▼▼▼

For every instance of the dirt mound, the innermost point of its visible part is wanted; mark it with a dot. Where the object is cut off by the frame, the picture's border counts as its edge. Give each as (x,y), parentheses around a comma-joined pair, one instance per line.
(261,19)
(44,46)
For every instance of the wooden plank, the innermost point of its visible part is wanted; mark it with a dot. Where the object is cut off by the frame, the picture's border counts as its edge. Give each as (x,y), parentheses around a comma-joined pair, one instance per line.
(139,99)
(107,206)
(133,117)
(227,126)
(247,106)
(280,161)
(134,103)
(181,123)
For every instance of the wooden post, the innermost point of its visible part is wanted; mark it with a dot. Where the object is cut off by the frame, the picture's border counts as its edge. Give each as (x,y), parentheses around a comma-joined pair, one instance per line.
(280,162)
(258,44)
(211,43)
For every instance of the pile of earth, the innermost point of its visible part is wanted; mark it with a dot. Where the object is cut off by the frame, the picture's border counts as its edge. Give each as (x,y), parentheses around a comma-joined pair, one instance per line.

▲▲▲

*Problem*:
Would you copy out exactly the lines from the one holding "For every instance of the wooden post, the" through the end of the entries above, both ends included?

*Answer to this problem*:
For every instance of the wooden post, the innermost point of its visible part is wanted; mark it with a dot. Where the object is cut off by the frame, the picture's border counts as its edge. Give each as (x,y), parentheses around a comma-joined pair, one instance per line.
(280,162)
(258,44)
(211,43)
For every instance of the pile of earth, the innermost point of its visible part is wanted; mark it with a dot. Where the object is cut off by the frame, the picture's border counts as its edge. Give each as (x,y), parentheses around a comma-joined pair, one instance per line.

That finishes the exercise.